# Stated problem A
List each person who writes a message in the mailing-list thread below, giving the name shown in the thread's header lines.

--- begin Text shown ---

Re: Any possibility to run larger data sets with DirectRunner?

Lukasz Cwik Wed, 25 Sep 2019 12:46:27 -0700

+1 for local execution using Flink.

On Tue, Sep 17, 2019 at 4:24 AM Paweł Kordek <[email protected]>
wrote:


> Hi Steve
>
> Maybe local execution on a Flink cluster will work for you:
> https://beam.apache.org/documentation/runners/flink/ ?
>
> Cheers
> Pawel
>
> On Tue, 17 Sep 2019 at 10:51, Steve973 <[email protected]> wrote:
>
>> Hi, all.  I would like to begin to set up my workflow in Apache Beam, but
>> only run it on a local machine until our system administrators have the
>> capacity to set up an adequate (spark or hadoop) cluster.  From the
>> documentation, I understand that we should be mindful of the memory
>> requirements of a data set that we use, but is there any alternative (of
>> course, at the sacrifice of speed) to using a larger data set with the
>> DirectRunner?  Can we configure it to spill to disk, possibly?

--- end Text shown ---

# Stated problem B
Locate every line in the records below that contains the string "goalkeeper", with case counting, and copy each of those lines in full.

--- begin Extracted entries ---

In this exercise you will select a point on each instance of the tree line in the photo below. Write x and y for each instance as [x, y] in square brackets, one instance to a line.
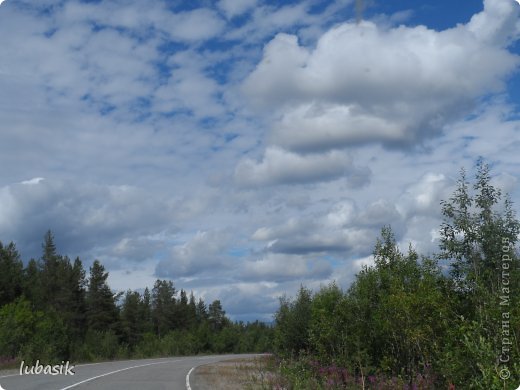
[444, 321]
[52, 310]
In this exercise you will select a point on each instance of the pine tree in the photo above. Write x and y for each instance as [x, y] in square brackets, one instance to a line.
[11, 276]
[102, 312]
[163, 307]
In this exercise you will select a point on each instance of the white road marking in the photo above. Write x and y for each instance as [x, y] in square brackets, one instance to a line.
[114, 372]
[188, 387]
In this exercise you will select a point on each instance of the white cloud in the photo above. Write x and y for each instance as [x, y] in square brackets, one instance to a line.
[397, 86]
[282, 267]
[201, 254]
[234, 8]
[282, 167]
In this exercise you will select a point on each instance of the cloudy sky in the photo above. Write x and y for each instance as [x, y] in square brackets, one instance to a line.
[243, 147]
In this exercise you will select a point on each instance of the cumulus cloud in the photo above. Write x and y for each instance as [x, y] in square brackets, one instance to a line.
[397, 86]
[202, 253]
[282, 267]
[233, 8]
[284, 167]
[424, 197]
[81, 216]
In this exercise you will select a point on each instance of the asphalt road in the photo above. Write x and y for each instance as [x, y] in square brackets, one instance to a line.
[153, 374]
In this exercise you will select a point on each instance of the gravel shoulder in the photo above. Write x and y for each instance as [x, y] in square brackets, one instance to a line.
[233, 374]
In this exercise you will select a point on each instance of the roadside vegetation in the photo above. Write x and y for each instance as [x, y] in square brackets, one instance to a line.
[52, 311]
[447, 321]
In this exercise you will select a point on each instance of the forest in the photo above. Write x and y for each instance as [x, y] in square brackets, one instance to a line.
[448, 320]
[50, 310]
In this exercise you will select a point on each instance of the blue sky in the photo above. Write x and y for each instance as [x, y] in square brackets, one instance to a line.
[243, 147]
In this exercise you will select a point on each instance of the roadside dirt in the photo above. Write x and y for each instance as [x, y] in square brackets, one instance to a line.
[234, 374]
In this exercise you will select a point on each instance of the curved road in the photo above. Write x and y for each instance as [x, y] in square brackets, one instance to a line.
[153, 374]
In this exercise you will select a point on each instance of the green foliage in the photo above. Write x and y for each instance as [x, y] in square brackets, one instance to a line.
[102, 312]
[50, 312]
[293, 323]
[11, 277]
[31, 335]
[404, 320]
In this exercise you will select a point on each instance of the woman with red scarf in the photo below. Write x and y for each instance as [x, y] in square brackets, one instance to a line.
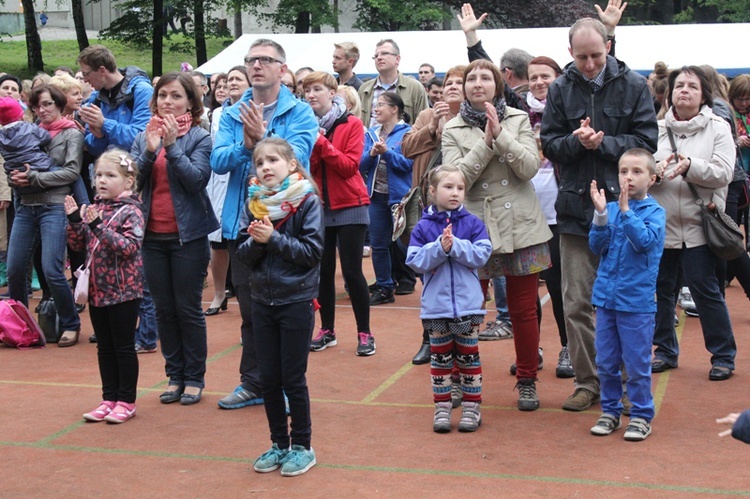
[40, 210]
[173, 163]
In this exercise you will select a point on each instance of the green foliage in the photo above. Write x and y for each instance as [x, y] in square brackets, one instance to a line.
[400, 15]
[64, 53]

--- end Extracted entries ---
--- begin Extracted entries ---

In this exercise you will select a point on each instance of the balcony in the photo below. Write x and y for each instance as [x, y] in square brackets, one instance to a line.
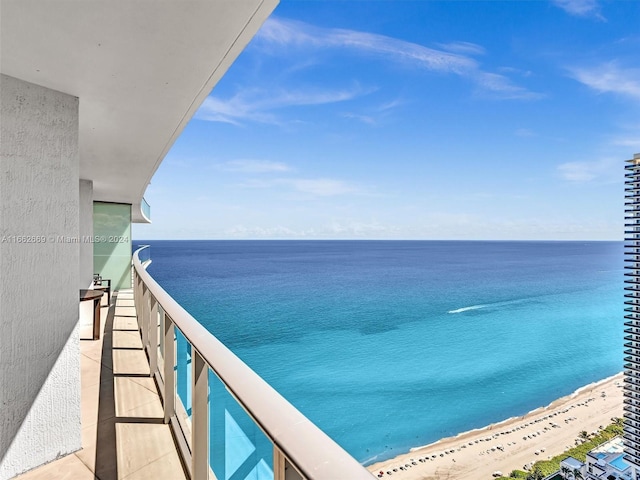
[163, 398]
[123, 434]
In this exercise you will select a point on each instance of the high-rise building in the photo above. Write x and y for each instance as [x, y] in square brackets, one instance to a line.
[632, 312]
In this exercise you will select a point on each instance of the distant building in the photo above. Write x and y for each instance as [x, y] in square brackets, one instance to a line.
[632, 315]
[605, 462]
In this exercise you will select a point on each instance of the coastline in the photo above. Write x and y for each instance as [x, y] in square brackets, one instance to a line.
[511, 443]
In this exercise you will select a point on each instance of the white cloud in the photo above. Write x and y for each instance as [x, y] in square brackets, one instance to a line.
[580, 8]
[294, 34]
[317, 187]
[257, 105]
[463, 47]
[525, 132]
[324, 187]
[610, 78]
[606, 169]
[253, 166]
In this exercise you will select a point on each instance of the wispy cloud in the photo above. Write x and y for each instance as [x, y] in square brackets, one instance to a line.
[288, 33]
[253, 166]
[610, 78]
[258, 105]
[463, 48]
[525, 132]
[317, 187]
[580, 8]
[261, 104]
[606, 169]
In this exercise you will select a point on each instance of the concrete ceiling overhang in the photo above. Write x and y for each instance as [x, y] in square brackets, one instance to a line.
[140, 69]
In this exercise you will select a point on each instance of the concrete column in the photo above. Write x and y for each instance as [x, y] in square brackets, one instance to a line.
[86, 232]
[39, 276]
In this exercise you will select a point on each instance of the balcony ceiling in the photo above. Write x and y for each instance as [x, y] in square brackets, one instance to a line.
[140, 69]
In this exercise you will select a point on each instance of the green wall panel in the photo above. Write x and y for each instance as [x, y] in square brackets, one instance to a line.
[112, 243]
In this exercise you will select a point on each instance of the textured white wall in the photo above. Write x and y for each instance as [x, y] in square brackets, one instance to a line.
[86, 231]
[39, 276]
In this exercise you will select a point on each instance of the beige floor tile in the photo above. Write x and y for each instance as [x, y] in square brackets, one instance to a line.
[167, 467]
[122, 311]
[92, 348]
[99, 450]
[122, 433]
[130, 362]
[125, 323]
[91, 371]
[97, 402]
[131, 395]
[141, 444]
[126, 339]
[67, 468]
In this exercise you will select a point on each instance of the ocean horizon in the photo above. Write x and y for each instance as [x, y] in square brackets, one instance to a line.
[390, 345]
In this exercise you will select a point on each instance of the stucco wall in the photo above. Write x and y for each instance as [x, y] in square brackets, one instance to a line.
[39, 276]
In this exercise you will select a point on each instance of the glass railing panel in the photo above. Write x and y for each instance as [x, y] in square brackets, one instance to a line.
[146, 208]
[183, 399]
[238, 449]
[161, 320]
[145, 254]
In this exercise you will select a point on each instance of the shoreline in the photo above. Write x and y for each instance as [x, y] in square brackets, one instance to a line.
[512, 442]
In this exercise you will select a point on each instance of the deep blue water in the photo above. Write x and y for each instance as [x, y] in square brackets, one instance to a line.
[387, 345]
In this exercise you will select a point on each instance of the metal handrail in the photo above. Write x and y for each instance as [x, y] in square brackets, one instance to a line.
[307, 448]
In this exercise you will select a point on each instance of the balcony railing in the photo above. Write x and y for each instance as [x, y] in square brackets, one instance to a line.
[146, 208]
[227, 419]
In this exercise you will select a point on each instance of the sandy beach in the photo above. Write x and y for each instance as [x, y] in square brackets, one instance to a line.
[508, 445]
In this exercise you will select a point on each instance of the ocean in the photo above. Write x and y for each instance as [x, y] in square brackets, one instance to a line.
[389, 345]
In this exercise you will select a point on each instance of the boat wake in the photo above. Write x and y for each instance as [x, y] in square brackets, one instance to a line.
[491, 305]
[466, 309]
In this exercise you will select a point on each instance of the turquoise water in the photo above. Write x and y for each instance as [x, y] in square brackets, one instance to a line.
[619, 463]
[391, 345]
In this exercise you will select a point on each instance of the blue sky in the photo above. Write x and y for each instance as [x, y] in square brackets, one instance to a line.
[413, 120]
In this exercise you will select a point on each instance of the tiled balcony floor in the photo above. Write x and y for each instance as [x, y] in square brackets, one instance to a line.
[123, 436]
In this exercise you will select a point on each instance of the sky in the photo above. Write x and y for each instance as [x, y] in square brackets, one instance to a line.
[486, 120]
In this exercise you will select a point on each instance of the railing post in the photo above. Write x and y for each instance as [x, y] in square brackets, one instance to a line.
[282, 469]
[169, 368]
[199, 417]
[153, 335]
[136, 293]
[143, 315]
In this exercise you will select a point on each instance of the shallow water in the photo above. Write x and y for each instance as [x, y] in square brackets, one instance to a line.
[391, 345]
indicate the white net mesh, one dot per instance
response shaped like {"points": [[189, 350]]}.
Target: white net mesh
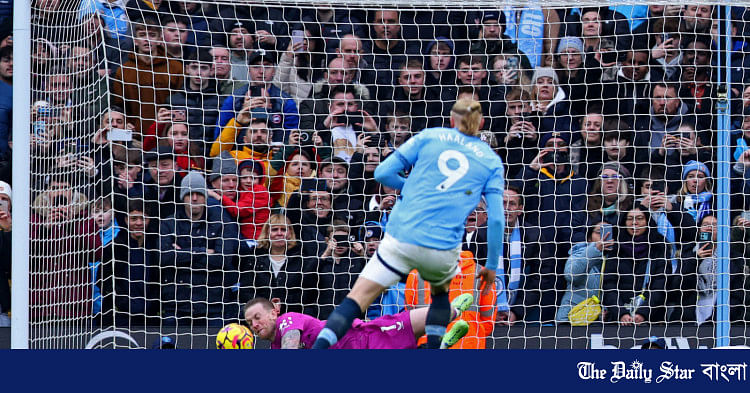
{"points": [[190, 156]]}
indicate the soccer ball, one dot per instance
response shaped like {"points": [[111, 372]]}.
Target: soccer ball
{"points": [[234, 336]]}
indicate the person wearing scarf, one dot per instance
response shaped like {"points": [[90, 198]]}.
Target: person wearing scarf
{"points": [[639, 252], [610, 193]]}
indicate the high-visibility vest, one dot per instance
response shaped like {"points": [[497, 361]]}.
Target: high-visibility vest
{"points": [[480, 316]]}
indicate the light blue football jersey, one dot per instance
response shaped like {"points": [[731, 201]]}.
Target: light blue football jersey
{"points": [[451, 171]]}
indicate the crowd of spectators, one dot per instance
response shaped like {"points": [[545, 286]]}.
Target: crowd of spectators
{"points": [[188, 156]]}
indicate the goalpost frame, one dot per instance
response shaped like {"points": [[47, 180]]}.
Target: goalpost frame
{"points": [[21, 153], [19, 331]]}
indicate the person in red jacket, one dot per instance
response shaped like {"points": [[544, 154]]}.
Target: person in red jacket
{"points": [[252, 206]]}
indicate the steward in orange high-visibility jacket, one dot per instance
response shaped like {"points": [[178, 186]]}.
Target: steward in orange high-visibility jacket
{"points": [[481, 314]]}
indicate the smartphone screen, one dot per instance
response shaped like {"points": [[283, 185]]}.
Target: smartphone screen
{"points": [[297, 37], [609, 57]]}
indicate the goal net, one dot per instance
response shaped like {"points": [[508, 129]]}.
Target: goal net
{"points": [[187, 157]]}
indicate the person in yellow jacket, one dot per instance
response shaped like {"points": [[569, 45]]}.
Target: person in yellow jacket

--- end Extracted entries ---
--- begin Extracted entries ---

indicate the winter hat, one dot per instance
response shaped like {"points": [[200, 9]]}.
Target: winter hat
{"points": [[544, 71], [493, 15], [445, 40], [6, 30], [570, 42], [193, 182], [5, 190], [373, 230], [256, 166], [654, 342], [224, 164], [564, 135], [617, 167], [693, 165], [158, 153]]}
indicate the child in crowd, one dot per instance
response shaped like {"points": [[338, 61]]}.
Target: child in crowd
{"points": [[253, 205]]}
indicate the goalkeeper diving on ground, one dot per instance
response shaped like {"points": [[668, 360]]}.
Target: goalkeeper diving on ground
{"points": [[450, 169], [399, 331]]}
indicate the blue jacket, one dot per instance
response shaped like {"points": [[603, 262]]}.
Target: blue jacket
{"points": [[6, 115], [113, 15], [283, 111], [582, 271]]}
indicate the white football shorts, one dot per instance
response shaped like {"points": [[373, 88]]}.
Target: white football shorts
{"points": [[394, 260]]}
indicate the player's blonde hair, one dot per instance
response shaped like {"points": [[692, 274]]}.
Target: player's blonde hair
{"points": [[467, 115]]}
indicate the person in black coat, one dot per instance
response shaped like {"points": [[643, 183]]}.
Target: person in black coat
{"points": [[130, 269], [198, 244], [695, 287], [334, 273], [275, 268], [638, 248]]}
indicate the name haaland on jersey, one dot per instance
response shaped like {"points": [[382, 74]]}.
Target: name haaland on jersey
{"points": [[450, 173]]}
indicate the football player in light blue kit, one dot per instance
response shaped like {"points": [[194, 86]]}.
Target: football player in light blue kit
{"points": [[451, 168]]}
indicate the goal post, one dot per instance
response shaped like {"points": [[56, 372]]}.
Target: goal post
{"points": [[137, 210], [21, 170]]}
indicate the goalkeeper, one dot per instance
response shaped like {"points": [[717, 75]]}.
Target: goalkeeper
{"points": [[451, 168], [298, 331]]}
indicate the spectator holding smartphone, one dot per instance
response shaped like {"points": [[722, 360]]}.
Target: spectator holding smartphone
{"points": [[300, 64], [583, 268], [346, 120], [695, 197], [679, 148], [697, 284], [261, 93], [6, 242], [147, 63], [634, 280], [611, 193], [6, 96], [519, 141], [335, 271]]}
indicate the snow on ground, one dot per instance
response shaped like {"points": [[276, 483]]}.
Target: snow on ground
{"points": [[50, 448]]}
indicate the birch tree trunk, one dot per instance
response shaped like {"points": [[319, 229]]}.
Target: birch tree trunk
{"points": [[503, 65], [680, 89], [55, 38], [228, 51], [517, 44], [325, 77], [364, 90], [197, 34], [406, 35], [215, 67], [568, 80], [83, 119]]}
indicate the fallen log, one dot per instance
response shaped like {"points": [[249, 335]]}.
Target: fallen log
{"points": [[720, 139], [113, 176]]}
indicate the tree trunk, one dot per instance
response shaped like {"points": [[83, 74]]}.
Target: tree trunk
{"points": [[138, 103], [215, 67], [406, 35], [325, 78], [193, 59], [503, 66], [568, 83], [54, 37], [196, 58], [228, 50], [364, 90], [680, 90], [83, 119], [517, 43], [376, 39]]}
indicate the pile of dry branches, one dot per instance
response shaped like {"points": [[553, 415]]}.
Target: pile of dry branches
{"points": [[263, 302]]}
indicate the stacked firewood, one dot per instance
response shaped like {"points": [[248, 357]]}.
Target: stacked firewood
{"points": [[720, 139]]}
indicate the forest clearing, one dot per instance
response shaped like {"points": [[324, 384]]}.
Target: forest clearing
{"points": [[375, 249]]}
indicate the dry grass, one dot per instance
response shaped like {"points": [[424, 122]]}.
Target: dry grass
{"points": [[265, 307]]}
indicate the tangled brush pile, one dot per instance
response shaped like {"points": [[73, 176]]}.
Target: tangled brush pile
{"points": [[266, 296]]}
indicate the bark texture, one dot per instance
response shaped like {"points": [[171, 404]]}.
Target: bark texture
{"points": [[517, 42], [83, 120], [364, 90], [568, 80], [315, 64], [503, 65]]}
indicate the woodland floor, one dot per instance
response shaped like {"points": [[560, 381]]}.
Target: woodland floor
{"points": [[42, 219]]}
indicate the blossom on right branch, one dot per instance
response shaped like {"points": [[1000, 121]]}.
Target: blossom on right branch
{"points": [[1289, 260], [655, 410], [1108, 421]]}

--- end Extracted entries ---

# Complete response A
Lukasz Cwik
Paweł Kordek
Steve973

# Complete response B
indicate the goalkeeper diving on ground, one dot per instance
Target: goalkeeper diving on ground
indicate the goalkeeper, one dot per instance
Target: goalkeeper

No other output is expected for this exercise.